§ **Exercise objective**: Each line from the line that includes "In this picture, where can the weatherboard" through the end of the material below must be transcribed exactly, with no other lines.
** Opening Data records block **
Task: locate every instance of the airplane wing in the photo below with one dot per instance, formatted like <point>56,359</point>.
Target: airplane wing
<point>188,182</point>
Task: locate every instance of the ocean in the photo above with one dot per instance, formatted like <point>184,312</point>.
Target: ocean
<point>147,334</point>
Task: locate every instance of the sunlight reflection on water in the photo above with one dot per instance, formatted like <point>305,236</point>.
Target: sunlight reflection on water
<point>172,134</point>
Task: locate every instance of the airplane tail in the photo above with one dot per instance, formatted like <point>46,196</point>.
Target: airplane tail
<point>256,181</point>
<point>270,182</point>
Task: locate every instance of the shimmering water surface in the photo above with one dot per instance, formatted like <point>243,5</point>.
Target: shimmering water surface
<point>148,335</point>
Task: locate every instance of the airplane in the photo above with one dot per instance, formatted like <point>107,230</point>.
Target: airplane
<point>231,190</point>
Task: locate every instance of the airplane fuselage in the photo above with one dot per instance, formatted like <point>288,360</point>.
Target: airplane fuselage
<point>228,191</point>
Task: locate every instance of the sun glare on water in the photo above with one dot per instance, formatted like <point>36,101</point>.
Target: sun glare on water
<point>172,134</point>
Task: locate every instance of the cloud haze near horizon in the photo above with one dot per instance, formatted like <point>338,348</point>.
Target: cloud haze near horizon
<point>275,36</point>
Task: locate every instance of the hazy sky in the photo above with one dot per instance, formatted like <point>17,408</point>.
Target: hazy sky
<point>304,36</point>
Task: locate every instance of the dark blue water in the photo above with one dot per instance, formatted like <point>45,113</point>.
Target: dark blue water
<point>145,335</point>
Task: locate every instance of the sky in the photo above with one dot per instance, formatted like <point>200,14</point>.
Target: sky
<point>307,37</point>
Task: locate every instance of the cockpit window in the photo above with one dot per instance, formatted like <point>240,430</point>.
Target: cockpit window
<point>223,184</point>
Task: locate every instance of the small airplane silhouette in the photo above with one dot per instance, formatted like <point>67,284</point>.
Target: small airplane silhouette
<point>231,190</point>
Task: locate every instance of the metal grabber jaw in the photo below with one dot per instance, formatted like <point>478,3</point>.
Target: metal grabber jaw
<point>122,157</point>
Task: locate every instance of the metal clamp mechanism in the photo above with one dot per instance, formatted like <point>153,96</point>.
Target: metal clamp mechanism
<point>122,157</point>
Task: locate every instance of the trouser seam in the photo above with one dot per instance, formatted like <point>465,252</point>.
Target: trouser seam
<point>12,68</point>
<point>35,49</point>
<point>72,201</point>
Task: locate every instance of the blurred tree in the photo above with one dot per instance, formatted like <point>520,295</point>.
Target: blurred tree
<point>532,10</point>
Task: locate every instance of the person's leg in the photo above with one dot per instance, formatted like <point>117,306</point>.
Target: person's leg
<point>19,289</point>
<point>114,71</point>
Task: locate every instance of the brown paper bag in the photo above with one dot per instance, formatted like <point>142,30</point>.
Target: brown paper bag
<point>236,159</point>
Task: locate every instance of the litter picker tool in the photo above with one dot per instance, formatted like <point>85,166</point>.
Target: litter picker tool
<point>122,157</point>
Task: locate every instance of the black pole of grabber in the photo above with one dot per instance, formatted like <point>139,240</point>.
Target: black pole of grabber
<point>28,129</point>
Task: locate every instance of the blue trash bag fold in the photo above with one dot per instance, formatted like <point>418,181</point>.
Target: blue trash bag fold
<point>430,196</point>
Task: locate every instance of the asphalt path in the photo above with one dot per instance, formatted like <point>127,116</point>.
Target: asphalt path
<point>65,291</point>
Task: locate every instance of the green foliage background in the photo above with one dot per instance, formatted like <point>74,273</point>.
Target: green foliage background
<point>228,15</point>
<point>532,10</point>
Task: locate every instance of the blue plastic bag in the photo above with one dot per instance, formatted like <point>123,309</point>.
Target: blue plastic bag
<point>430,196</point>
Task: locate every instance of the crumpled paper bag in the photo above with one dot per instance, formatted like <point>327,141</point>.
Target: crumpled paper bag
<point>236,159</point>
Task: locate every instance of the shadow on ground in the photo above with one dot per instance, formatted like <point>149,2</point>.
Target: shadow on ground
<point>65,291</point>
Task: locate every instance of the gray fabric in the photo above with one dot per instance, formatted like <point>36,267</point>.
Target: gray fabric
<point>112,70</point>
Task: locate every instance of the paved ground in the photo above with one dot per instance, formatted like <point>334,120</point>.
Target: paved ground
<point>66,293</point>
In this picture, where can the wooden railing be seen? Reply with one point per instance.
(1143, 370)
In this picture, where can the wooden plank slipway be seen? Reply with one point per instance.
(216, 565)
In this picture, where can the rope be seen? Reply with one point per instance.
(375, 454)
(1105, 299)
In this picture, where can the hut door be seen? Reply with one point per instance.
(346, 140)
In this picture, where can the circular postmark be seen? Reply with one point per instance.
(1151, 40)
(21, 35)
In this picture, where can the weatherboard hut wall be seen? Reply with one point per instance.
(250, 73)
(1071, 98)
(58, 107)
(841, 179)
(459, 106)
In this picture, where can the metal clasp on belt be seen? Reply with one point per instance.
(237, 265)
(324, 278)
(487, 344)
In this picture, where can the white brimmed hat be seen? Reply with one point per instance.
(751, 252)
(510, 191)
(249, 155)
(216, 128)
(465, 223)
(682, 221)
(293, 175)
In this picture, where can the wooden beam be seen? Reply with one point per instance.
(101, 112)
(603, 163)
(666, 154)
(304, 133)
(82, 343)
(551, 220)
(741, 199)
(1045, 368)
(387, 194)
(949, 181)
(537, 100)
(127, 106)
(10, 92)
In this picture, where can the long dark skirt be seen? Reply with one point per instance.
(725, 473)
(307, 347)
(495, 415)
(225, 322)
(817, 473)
** Closing Data records block **
§ **Your solution**:
In this picture, where can the weatherboard hut wall be seen? Reply with one point per instance.
(250, 73)
(1071, 98)
(58, 107)
(841, 179)
(459, 106)
In this picture, where can the metal clasp on belt be seen? Reply with one point per instance.
(237, 265)
(324, 278)
(487, 344)
In this picture, where can the white brimmed hat be seen? Reply with one point per instance.
(751, 252)
(510, 191)
(249, 155)
(216, 128)
(465, 223)
(682, 221)
(293, 175)
In this picture, where can the wooden beam be seen? Reply with one point per instance.
(101, 112)
(603, 163)
(666, 154)
(304, 133)
(82, 343)
(551, 220)
(741, 199)
(1045, 368)
(387, 194)
(949, 181)
(537, 100)
(127, 106)
(10, 92)
In this picture, where can the long dark skirt be seen? Reply with one point per instance.
(725, 473)
(307, 347)
(495, 415)
(225, 322)
(817, 473)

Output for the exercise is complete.